● **Records to process**:
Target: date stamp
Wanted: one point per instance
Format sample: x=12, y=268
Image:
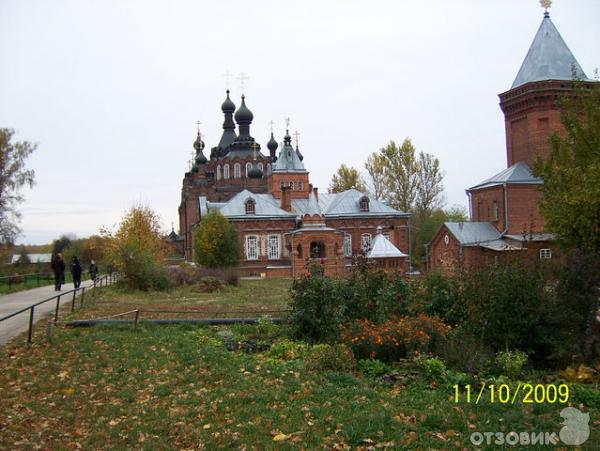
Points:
x=507, y=394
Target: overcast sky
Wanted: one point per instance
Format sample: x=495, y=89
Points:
x=111, y=90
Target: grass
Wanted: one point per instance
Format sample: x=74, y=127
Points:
x=178, y=387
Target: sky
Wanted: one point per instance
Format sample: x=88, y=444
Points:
x=111, y=90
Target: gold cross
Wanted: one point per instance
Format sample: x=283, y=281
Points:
x=242, y=78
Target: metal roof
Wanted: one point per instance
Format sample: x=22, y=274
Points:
x=473, y=233
x=383, y=248
x=518, y=173
x=548, y=58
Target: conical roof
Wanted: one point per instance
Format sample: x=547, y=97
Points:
x=548, y=58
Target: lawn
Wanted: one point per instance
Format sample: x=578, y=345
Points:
x=183, y=387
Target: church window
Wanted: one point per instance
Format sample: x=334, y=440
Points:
x=364, y=203
x=250, y=207
x=348, y=245
x=274, y=247
x=366, y=242
x=251, y=247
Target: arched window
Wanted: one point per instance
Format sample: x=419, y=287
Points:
x=364, y=203
x=366, y=242
x=250, y=207
x=348, y=245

● **Task prompt**: Every line should be retyped exactly, with the pictures omitted.

● **Response below**:
Target: date stamp
Wanted: one point per instance
Format sample: x=12, y=268
Image:
Points:
x=507, y=394
Target: overcast sky
Wanted: one point per instance
Format sample: x=495, y=89
Points:
x=111, y=90
Target: grass
Wanted: one point per instance
Format sample: x=74, y=127
Points:
x=178, y=387
Target: sky
Wanted: one point per instance
Format sample: x=88, y=444
Points:
x=111, y=90
Target: gold cross
Wanted: one point per instance
Format sample: x=283, y=281
Points:
x=242, y=78
Target: metal roof
Wanted: one point per instance
Format sample: x=22, y=274
Points:
x=473, y=233
x=383, y=248
x=518, y=173
x=548, y=58
Target: conical roof
Wanted: one point per instance
Format sample: x=547, y=97
Points:
x=548, y=58
Target: lawn
Wanted: one point per instance
Format sample: x=578, y=345
Points:
x=183, y=387
Target: church window
Wanted: one point per instance
Format sample: x=334, y=440
Points:
x=364, y=203
x=250, y=207
x=348, y=245
x=274, y=247
x=366, y=242
x=251, y=247
Target: arched window
Wanted: one point per instance
Format sample: x=419, y=287
Points:
x=364, y=203
x=366, y=242
x=250, y=207
x=348, y=245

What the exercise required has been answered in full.